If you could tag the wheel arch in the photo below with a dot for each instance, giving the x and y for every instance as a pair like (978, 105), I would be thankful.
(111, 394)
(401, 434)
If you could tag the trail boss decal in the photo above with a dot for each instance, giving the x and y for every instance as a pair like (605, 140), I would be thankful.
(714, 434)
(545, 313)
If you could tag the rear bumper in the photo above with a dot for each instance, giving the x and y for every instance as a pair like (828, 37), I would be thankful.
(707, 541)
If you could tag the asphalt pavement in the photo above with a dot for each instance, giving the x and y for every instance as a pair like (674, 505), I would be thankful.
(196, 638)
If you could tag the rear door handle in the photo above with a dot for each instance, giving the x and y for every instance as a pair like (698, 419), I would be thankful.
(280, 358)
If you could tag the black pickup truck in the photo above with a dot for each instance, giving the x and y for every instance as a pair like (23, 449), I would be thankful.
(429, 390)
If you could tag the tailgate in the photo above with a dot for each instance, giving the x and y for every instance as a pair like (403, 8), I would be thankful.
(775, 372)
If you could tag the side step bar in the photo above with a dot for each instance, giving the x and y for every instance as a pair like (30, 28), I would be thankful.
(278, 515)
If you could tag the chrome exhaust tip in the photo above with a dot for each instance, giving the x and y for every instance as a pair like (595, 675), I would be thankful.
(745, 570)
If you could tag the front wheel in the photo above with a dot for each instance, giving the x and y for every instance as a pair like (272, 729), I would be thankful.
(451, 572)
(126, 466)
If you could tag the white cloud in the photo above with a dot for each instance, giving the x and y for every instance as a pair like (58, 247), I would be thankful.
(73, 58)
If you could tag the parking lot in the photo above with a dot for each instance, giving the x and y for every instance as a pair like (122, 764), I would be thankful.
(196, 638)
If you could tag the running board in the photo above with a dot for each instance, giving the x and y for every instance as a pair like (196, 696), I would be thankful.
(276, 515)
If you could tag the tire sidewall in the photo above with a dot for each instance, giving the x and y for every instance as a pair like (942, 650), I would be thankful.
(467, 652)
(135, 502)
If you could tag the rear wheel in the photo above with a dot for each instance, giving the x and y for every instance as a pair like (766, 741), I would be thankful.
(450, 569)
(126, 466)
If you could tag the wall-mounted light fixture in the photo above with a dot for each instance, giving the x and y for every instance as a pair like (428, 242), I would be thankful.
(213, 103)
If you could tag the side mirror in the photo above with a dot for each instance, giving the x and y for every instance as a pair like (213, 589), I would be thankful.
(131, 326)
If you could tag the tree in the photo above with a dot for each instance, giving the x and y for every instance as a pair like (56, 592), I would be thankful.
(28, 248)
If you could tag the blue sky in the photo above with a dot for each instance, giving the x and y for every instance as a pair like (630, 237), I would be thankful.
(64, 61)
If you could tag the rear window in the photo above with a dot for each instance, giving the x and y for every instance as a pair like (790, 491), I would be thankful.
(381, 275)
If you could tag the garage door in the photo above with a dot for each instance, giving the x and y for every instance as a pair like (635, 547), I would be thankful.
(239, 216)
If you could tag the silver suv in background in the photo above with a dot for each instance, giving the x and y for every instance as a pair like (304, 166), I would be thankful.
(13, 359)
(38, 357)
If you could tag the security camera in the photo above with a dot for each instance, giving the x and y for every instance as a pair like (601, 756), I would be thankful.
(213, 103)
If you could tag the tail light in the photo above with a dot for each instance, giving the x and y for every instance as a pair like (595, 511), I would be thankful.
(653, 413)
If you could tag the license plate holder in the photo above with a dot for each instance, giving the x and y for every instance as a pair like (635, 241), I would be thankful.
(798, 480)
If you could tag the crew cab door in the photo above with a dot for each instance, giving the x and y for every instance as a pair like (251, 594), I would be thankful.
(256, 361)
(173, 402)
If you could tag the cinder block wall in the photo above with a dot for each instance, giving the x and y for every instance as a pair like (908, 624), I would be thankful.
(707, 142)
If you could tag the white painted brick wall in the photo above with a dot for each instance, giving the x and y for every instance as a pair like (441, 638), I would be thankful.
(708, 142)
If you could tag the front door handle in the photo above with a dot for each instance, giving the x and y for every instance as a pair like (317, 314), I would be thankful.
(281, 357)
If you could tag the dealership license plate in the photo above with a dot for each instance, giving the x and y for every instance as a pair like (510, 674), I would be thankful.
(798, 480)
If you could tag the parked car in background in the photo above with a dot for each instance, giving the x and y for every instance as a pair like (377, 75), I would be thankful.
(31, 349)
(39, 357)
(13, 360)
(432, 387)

= = = = = = =

▶ _SET PROBLEM_
Print all the data exactly.

▶ _FULL SOLUTION_
If you could tag the wheel arch in the photo below with a dot for each instance, giving the x and y for every instance as a pair like (978, 105), I would be thankful.
(111, 394)
(401, 434)
If you could tag the trail boss decal in the photo above with a dot for each instance, giving the x and y for every instance as a pair like (605, 140), I would be thankful.
(714, 434)
(545, 313)
If you could tag the rear bumper in the photo above with a dot for each instance, giving the x and y for every instance as a pair like (828, 37), I would be thankful.
(707, 541)
If you could tag the asphalt pavement in the photo above with a dot for each instance, giving the x and y for every instance as a pair like (674, 505), I would be thankful.
(196, 638)
If you could tag the rear door handle in the photo above with a dot for each instance, giving the x and y for every instance as a pair like (698, 419), I would be thankful.
(280, 358)
If you could tag the black pickup truck in the photo above with a dot for each instance, giving the x and y for every instance as a pair like (23, 449), I would be thankful.
(429, 390)
If you could tag the tailgate in the photo above with a dot for each instance, giving the x and y for every instance as a pair like (403, 8), I would be thankful.
(775, 372)
If you could tag the side step bar in the photo above with a dot for each instance, giving the x and y for every instance as a pair like (30, 28), I would be thankful.
(278, 515)
If you could tag the chrome exhaust tip in the photo above with a dot for each instance, giving the x and y for every instance as a pair like (595, 675), I would be thankful.
(745, 570)
If you could tag the front wheel in the photo above with a dot for each instance, giving the x and y for every instance as a pair like (272, 729), I would be thankful.
(451, 572)
(126, 466)
If you could tag the white cloud in the photo above with a dot for each instance, giving the x and y for every instance as a pair like (58, 247), I would be thankful.
(73, 58)
If you could tag the parking lot in the photo above with a dot for each instance, giving the x and y for every instance as a pair like (122, 764), I would be thankful.
(196, 638)
If you could tag the running board in the photo above with a dot for each instance, giving the x and y for every instance as a pair like (196, 696), I would be thankful.
(276, 515)
If you could tag the tire sidewall in the photo above with a dot for each instance, giving the x and y for every instance as a pair like (942, 650), I would be thankful.
(467, 652)
(135, 502)
If you could tag the rear wheel in the photo above with a dot for each instance, giving the x and y for every instance as a pair like (766, 741), I would be thankful.
(450, 569)
(126, 466)
If you could tag the wall-mounted light fixture in the photo above with a dot for each instance, giving the x and y for every instance as a pair like (428, 242), I would be thankful.
(213, 103)
If you could tag the side mirror in the photo above with a dot for each instance, giving the x and y for every instance as a pair like (213, 589), I would be thankful.
(131, 326)
If you could tag the tree in the photo above with a dot for each instance, giving the x and y for every instance as a pair like (56, 592), I would be thankful.
(28, 248)
If you could tag the blue sky in the photo above with a dot for each instance, giving the x and y for every instance as a pair like (630, 237), I would be thankful.
(64, 61)
If you could tag the rear window in the photo above with a dot for each instance, giving the x and y for every instance as a pair like (790, 491), I would be thankful.
(381, 275)
If you could tag the garage door in the photo above with a dot for each instance, giving the x and y for every instance as a pair like (635, 547), I would be thankful.
(239, 216)
If you could tag the silver suv in background in the photo above with a dot for each instance, giving the x and y for every instance as a pair like (304, 166), I would be thankful.
(13, 359)
(38, 357)
If you could tag the security camera in the photo above with a dot for each instance, giving the x and y for every instance as a pair like (601, 756), I would be thankful.
(213, 103)
If you could tag the tail light in the photo above with a dot for each instance, giving the x and y for every instance as a pair like (595, 511), I would be thankful.
(653, 413)
If you could tag the license plate holder in the photo above with a dot for each instance, giving the x and y for every instance as a pair like (635, 241), I would be thankful.
(798, 480)
If you could tag the crew cab door in the photo above with a dot for each instance, giving the x and y for every instance as a pair like (251, 594), I would be thankful.
(256, 361)
(173, 402)
If you could tag the cinder block wall in the photo above with a dot for each instance, giving the x and y for every instance as a pair like (908, 624), I would be thankful.
(707, 142)
If you could tag the white painted brick wall in the photo above with a dot for each instance, giving the x and y for every instance as a pair like (441, 638), I would be thankful.
(708, 142)
If you could tag the front door handle in the photo above with a dot for each instance, giving the x and y for every instance as a pair like (317, 314), I would be thankful.
(281, 357)
If you could tag the dealership license plate in the photo above with a dot for each instance, giving the x and y for every instance as a pair like (510, 674), I would be thankful.
(798, 480)
If you could tag the parked car in background in the photo above with a dot for each instance, giving the x and y for every instance as a pair like (377, 75), I would be thankful.
(31, 349)
(39, 357)
(13, 360)
(432, 387)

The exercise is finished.